Predigt: Interview mit Johannes dem Täufer (Joh 1, 29-34) 13. Januar 2013

Johannes 1, 29-34

In Predigttext geht es um die Taufe Jesu durch Johannes den Täufer. Wie wäre es, wenn wir heute mit Johannes dem Täufer ein Interview führen könnten?

Predigttext:

Am nächsten Tag sieht Johannes, dass Jesus zu ihm kommt, und spricht: Siehe, das ist Gottes Lamm, das der Welt Sünde trägt! 30 Dieser ist’s, von dem ich gesagt habe: Nach mir kommt ein Mann, der vor mir gewesen ist, denn er war eher als ich. 31 Und ich kannte ihn nicht. Aber damit er Israel offenbart werde, darum bin ich gekommen, zu taufen mit Wasser.
32 Und Johannes bezeugte und sprach: Ich sah, dass der Geist herabfuhr wie eine Taube vom Himmel und blieb auf ihm. 33 Und ich kannte ihn nicht. Aber der mich sandte, zu taufen mit Wasser, der sprach zu mir: Auf wen du siehst den Geist herabfahren und auf ihm bleiben, der ist’s, der mit dem heiligen Geist tauft. 34 Und ich habe es gesehen und bezeugt: Dieser ist Gottes Sohn. (Johannes 1, 29-34)

 

Liebe Gemeinde,
eben, im Evangelium haben wir von der Taufe Jesu im Jordan gehört, wie es Matthäus überliefert. Und unser Predigttext aus dem Johannesevangelium blickt noch einmal auf dieses Ereignis. Allerdings ganz anders! Denn die Taufe Jesu wird hier eigentlich gar nicht beschrieben. Sondern wir hören die Worte des Täufers Johannes, mit denen er beschreibt, wer Jesus für ihn ist:
Das Lamm Gottes, der unsere Sünde trägt.
Der, der nach Johannes kommt, aber zugleich schon vor ihm da war.
Und als derjenige, von dem Gott ihm gezeigt hat, dass jener der Sohn Gottes ist.

DATENZEILEN:
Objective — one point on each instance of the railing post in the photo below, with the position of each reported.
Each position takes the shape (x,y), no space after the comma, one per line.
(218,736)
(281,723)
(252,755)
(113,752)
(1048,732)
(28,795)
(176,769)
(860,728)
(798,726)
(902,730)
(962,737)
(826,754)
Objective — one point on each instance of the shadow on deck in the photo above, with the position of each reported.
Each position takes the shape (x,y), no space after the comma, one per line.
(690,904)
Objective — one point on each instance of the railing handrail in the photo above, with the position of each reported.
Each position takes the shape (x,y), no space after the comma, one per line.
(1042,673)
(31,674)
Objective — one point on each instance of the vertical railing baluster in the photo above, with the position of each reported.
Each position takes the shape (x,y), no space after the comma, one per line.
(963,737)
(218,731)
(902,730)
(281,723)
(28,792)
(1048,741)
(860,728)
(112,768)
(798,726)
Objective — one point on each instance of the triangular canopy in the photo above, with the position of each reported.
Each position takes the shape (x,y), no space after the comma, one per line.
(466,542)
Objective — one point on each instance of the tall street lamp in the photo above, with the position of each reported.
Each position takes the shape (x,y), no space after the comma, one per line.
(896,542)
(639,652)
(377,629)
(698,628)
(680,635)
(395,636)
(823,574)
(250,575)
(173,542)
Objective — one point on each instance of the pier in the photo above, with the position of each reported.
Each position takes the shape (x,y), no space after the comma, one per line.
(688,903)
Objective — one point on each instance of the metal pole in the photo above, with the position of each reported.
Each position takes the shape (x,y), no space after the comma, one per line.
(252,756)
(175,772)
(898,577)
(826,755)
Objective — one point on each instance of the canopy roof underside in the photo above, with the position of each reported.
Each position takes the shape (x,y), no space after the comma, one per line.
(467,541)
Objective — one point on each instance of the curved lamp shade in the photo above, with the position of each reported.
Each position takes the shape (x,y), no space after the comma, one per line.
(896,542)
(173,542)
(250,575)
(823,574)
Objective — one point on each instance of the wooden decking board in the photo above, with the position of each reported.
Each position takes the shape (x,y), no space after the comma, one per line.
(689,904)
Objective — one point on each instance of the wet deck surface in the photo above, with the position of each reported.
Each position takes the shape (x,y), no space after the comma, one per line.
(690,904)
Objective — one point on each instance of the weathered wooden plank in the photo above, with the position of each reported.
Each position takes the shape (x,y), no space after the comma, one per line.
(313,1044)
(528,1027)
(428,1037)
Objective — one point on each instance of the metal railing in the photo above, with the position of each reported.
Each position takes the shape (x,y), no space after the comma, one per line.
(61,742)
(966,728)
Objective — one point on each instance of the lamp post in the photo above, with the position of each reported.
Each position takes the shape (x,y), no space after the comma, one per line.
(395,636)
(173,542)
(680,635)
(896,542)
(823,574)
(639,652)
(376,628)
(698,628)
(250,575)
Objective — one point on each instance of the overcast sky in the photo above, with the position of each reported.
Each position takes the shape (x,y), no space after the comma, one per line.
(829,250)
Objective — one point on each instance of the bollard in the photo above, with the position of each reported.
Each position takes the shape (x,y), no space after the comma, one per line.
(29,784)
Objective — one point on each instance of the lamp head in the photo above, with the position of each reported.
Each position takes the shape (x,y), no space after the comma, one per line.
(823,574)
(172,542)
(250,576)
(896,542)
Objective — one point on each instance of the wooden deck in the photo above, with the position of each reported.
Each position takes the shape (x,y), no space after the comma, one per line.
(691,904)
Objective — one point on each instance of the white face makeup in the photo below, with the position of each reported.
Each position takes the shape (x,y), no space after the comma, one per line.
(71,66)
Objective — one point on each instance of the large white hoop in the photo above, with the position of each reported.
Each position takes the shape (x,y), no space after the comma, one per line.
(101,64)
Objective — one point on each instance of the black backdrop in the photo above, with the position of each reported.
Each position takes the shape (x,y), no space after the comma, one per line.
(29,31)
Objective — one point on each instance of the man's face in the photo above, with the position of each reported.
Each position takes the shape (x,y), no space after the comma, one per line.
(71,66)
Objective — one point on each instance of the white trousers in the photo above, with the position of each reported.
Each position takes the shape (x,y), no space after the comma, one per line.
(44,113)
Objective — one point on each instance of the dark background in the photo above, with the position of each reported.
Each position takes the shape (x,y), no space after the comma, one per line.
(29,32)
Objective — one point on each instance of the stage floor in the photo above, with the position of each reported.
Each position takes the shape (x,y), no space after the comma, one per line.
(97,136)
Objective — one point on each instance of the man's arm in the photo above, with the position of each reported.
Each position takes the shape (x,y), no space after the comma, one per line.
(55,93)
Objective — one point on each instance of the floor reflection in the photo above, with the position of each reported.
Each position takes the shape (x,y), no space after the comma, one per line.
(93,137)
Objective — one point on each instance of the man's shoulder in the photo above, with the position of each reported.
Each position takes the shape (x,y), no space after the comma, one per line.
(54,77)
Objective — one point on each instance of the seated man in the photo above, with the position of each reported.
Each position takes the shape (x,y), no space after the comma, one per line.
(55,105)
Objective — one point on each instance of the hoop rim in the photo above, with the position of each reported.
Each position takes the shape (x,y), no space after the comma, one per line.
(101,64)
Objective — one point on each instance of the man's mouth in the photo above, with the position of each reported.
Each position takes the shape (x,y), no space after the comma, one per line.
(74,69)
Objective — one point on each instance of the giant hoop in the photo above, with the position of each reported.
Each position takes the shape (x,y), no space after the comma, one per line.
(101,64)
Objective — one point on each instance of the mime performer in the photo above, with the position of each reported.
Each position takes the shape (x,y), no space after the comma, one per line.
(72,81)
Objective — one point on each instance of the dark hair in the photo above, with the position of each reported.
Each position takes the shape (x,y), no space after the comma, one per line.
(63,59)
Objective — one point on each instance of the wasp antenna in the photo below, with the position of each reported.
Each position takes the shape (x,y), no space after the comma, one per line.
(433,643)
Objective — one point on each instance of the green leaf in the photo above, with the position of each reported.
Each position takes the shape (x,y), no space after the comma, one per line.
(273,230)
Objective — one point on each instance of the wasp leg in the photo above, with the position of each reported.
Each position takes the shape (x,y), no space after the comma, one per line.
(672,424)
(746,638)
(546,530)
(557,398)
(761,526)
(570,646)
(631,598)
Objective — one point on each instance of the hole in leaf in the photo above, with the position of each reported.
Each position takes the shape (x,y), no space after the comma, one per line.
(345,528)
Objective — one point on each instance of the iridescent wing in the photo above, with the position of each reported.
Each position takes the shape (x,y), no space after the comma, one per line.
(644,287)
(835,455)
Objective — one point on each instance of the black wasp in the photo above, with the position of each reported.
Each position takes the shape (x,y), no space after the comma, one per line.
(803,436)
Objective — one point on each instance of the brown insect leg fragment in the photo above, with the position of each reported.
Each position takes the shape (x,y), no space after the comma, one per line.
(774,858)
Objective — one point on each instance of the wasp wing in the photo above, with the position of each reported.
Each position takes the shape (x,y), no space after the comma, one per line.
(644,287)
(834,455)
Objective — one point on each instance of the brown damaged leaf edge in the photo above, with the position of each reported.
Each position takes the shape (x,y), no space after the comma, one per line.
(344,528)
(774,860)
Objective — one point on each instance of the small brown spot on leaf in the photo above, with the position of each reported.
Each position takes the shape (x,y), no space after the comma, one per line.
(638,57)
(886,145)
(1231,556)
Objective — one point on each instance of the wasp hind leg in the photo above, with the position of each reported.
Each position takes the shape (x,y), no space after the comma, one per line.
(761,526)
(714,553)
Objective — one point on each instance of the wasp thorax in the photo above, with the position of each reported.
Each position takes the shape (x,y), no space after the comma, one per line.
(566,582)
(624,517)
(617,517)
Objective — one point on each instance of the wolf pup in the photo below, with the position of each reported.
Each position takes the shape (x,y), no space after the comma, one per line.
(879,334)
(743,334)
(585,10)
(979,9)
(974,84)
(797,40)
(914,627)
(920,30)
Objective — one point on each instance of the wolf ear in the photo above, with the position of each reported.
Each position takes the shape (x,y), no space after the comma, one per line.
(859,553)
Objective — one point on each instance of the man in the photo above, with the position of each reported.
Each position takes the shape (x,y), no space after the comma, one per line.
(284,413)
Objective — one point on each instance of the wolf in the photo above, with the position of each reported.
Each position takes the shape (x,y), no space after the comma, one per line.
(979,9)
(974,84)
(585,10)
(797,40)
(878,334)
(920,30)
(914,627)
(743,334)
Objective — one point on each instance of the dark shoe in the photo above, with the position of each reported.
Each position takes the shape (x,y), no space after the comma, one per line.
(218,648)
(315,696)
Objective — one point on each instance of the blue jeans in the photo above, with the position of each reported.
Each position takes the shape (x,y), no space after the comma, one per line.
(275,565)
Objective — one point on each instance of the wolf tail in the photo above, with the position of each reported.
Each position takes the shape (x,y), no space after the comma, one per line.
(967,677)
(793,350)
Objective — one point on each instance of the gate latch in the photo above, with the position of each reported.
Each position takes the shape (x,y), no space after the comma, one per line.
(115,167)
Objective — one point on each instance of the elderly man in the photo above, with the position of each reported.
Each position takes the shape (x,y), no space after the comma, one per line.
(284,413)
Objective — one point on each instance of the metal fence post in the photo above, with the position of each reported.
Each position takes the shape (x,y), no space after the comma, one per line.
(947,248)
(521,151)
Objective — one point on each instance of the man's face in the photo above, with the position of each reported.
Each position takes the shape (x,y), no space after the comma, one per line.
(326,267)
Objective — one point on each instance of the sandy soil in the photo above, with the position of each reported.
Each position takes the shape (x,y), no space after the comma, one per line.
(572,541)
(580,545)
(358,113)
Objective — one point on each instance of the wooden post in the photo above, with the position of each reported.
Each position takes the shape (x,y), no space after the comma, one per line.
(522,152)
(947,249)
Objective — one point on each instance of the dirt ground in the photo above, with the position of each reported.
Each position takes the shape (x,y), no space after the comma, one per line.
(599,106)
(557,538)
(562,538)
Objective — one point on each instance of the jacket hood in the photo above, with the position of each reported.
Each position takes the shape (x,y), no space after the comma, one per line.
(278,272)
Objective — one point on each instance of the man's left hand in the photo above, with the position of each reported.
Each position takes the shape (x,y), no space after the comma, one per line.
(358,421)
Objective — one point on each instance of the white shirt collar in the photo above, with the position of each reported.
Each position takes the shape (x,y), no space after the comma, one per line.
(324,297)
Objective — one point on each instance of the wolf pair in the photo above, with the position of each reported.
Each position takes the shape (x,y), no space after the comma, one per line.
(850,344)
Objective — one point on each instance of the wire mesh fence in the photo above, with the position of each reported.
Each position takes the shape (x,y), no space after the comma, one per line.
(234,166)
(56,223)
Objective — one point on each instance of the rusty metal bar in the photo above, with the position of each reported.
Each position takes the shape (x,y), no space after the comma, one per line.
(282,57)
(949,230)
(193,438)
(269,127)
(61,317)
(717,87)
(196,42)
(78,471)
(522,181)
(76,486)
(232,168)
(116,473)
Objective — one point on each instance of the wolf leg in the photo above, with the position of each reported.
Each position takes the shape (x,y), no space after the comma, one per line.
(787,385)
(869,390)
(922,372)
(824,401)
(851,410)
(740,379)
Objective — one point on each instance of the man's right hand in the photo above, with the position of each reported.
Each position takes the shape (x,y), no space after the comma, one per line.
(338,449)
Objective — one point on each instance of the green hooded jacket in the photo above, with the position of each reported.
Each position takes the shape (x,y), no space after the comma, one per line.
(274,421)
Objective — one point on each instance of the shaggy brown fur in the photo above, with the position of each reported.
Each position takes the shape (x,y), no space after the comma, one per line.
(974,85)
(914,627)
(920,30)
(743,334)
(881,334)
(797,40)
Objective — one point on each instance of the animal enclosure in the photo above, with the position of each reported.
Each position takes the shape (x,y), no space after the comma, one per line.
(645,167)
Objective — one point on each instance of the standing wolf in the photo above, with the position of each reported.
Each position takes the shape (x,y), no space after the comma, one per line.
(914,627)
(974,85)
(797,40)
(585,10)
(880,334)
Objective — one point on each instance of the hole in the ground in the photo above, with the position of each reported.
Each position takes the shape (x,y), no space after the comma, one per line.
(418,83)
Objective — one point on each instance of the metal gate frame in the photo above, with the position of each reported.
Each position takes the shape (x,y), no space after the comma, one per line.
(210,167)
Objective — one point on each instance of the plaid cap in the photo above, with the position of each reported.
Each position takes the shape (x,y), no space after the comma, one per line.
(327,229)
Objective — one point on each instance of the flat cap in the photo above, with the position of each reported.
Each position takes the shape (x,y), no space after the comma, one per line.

ARBEITSANWEISUNGEN:
1. Beantworte zur Predigt folgende Fragen:
(a) Welches Datum trägt die Predigt?
(b) Womit vergleicht Johannes den Geist, der vom Himmel herabfährt?
(c) In welchem Fluss wurde Jesus nach der Predigt getauft?
2. Schreibe den Abschnitt der Predigt von "32 Und Johannes" bis "unsere Sünde trägt." neu und tausche dabei "Taube" gegen "Flamme" aus.
Das Material wird für die Bearbeitung nicht gebraucht.

ERGEBNISSE:
1.
(a) 13. Januar 2013
(b) Mit einer Taube
(c) Im Jordan

2.
32 Und Johannes bezeugte und sprach: Ich sah, dass der Geist herabfuhr wie eine Flamme vom Himmel und blieb auf ihm. 33 Und ich kannte ihn nicht. Aber der mich sandte, zu taufen mit Wasser, der sprach zu mir: Auf wen du siehst den Geist herabfahren und auf ihm bleiben, der ist’s, der mit dem heiligen Geist tauft. 34 Und ich habe es gesehen und bezeugt: Dieser ist Gottes Sohn. (Johannes 1, 29-34)

 

Liebe Gemeinde,
eben, im Evangelium haben wir von der Taufe Jesu im Jordan gehört, wie es Matthäus überliefert. Und unser Predigttext aus dem Johannesevangelium blickt noch einmal auf dieses Ereignis. Allerdings ganz anders! Denn die Taufe Jesu wird hier eigentlich gar nicht beschrieben. Sondern wir hören die Worte des Täufers Johannes, mit denen er beschreibt, wer Jesus für ihn ist:
Das Lamm Gottes, der unsere Sünde trägt.